[Dataset excerpt]
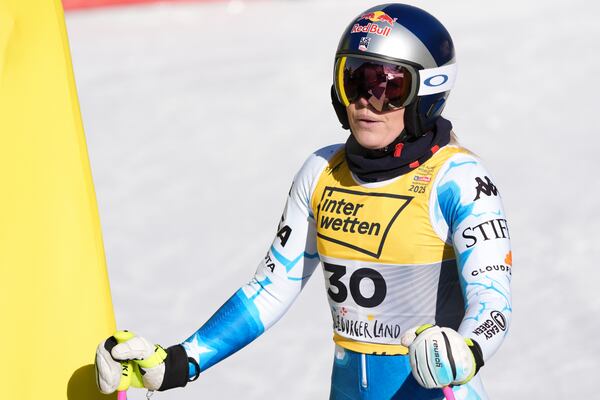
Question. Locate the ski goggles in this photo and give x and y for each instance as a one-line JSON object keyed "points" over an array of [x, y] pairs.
{"points": [[388, 86]]}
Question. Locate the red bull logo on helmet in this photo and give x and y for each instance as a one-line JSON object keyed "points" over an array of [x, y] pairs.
{"points": [[373, 27], [378, 16]]}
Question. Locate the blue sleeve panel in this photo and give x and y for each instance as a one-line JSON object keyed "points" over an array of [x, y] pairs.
{"points": [[232, 327]]}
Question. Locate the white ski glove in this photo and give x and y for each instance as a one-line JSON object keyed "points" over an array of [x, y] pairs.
{"points": [[441, 356], [125, 360]]}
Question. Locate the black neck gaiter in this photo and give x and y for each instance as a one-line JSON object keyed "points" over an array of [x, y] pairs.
{"points": [[397, 158]]}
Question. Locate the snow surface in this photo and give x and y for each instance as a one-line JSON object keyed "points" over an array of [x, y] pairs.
{"points": [[198, 115]]}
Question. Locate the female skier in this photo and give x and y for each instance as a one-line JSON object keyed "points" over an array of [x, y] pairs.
{"points": [[407, 224]]}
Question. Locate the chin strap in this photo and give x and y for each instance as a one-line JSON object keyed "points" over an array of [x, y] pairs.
{"points": [[340, 110]]}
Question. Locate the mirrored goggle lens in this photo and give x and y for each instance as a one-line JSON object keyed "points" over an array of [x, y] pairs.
{"points": [[385, 86]]}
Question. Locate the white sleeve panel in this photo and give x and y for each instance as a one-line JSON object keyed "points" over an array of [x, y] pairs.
{"points": [[466, 211], [293, 257]]}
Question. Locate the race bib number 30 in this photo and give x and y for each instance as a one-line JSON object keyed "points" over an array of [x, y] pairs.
{"points": [[376, 302]]}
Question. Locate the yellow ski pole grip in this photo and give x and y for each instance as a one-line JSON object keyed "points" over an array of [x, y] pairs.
{"points": [[126, 366]]}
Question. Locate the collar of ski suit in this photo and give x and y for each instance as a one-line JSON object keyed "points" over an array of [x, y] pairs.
{"points": [[397, 158]]}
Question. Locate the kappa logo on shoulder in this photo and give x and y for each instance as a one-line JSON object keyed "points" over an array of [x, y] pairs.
{"points": [[352, 219], [487, 187]]}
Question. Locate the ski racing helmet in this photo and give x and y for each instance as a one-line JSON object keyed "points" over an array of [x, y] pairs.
{"points": [[395, 55]]}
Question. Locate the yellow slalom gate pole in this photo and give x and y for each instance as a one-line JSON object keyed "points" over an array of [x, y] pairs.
{"points": [[54, 293]]}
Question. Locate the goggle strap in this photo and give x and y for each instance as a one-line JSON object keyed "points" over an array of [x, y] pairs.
{"points": [[437, 80], [340, 85]]}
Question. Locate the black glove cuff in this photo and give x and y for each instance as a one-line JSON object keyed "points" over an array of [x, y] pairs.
{"points": [[478, 355], [176, 368]]}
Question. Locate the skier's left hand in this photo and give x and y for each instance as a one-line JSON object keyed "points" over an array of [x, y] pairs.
{"points": [[441, 356]]}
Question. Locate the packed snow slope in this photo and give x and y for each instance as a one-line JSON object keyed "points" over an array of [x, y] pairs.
{"points": [[198, 115]]}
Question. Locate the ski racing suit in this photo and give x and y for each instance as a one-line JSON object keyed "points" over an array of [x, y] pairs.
{"points": [[430, 246]]}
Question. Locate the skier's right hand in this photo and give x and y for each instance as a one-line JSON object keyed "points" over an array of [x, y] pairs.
{"points": [[125, 359]]}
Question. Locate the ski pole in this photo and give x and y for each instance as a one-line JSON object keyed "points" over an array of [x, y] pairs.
{"points": [[448, 393]]}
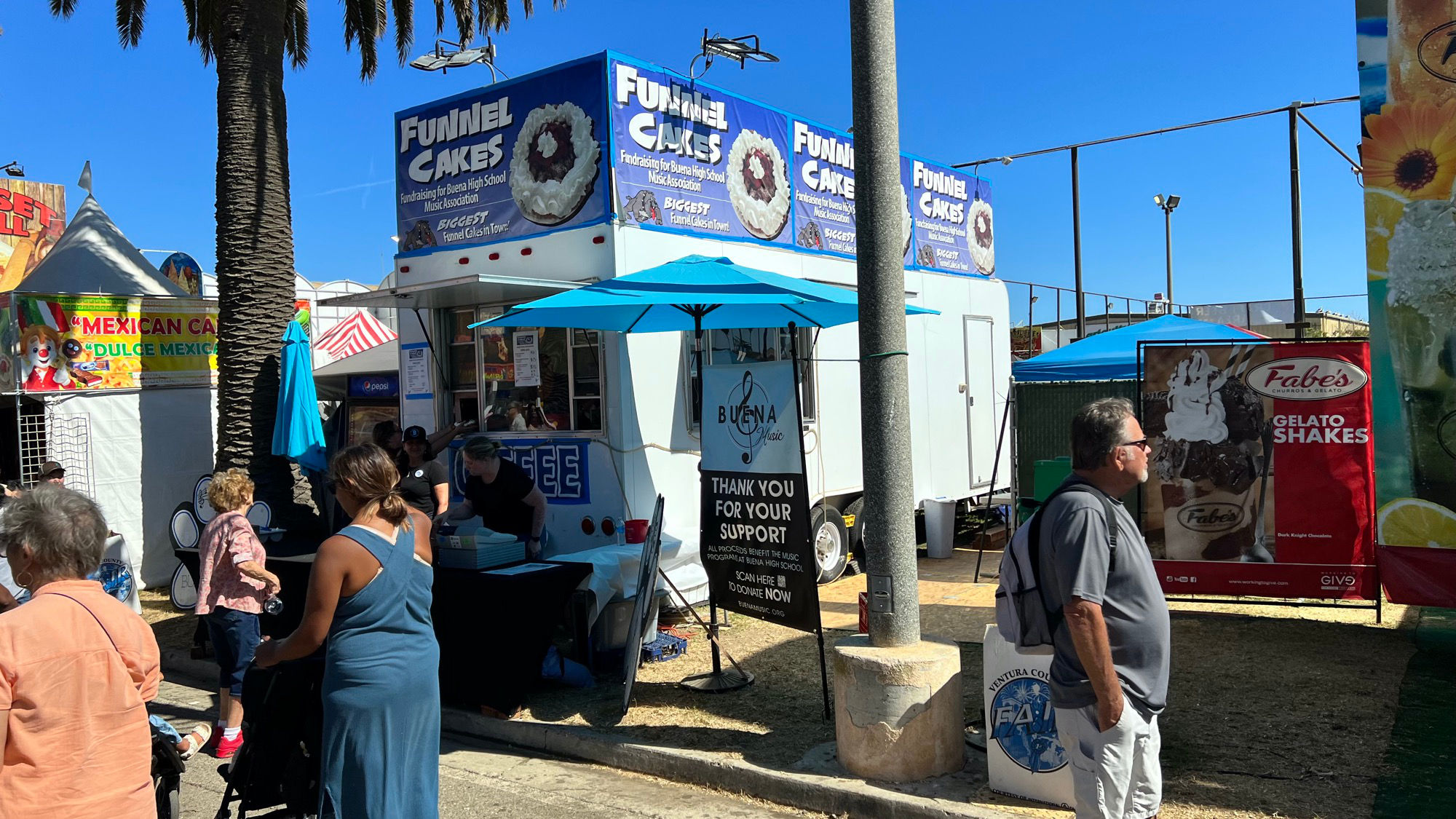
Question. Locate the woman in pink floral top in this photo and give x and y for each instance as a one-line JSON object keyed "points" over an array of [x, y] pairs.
{"points": [[231, 595]]}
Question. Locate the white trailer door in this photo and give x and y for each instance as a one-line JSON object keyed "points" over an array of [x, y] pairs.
{"points": [[981, 400]]}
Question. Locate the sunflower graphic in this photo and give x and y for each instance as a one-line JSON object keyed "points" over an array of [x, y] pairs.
{"points": [[1412, 149]]}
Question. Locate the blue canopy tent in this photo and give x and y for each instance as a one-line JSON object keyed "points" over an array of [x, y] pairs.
{"points": [[697, 293], [1113, 356]]}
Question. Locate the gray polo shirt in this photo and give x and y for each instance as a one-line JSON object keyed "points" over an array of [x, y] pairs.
{"points": [[1075, 563]]}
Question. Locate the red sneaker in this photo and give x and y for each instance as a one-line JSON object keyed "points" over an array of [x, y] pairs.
{"points": [[226, 748]]}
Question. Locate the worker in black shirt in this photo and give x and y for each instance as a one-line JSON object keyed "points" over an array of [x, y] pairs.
{"points": [[503, 494]]}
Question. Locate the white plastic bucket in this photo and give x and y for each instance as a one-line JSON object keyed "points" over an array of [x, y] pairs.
{"points": [[940, 526]]}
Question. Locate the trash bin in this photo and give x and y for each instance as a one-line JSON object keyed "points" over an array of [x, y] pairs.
{"points": [[940, 526]]}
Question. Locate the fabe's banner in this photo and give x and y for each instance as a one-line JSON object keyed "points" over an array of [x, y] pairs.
{"points": [[755, 500], [1407, 116], [1260, 478], [114, 343]]}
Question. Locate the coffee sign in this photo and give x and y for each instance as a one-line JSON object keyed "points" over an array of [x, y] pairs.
{"points": [[1307, 379]]}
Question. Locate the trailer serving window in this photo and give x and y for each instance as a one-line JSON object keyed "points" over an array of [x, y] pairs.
{"points": [[566, 395], [753, 344]]}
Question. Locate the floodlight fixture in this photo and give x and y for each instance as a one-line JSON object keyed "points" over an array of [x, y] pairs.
{"points": [[737, 49], [443, 60]]}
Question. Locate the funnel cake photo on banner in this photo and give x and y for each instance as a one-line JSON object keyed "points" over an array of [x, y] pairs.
{"points": [[759, 184], [984, 247], [554, 164]]}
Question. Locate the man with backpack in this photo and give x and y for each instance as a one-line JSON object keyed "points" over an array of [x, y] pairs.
{"points": [[1107, 618]]}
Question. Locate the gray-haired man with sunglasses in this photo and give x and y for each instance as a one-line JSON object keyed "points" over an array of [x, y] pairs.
{"points": [[1110, 665]]}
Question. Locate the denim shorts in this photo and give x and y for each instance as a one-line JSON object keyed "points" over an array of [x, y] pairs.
{"points": [[235, 638]]}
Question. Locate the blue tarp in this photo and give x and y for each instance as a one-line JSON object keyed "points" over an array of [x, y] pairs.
{"points": [[1113, 355]]}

> [What the task requires] Rescale everything from the line containing "Question. Locate the funnel" down to the end of the lines, restating each line, requests included. Multiply every x and y coordinate in the answers by 0.25 and round to whole numbers, with halves rounded up.

> [Exercise result]
Question. Locate the funnel cake photo on banner in this photo and give x and y for each instance as a one-line JSON object keyed "points" over an array of [x, y] pairs.
{"points": [[190, 46], [246, 62], [139, 41]]}
Question. Locate the man with backpack in this photo and give x and y for each instance as a one-line JSON object keyed "points" over an array of [x, y] pairs.
{"points": [[277, 155]]}
Question. Locate the gray-haired man with sunglasses in this photo and give x and y for each instance as a one-line JSON object keyed "points" over an array of [x, y] pairs.
{"points": [[278, 166]]}
Question. Locate the denim shorts in this photo and give x and y for each instance as a one-line JSON object keyed "points" over an array of [x, y] pairs.
{"points": [[59, 160]]}
Question. Locate the blue tarp in this photo and give x and y for each instance as a one-line JSON object keyed "points" over an array of [x, y] pairs.
{"points": [[278, 89]]}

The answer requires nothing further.